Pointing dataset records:
:::::
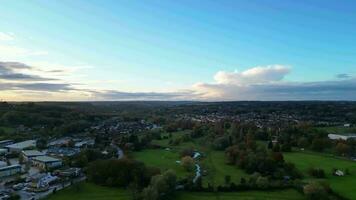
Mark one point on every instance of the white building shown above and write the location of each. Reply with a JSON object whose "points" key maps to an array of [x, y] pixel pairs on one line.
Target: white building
{"points": [[9, 170], [341, 137], [29, 154], [46, 162], [18, 147]]}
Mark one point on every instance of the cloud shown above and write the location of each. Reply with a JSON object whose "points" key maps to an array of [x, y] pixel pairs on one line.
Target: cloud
{"points": [[11, 52], [343, 76], [119, 95], [271, 73], [6, 36], [257, 83], [266, 83], [9, 71], [48, 87]]}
:::::
* EXERCISE INSTRUCTIONS: Can you swap "Mark" for "Place" throughout the records above and write out their lines again with nothing else changed, leaving the pictures out?

* EXPECTED ANSWER:
Place one point on every instance of the white building shown above and write the location of each. Reply with a JSON object whose "points" key maps to an array of [x, y] pixel pairs on one line.
Target: white building
{"points": [[9, 170], [341, 137], [29, 154], [46, 162], [18, 147]]}
Place one point on every instance of the cloud shown above and write the location of each. Reply with a JSON object whose "points" key maps to an array of [x, y] pixel pairs on one line.
Target: cloud
{"points": [[11, 52], [343, 76], [119, 95], [271, 73], [6, 36], [257, 83], [266, 83], [9, 71], [48, 87]]}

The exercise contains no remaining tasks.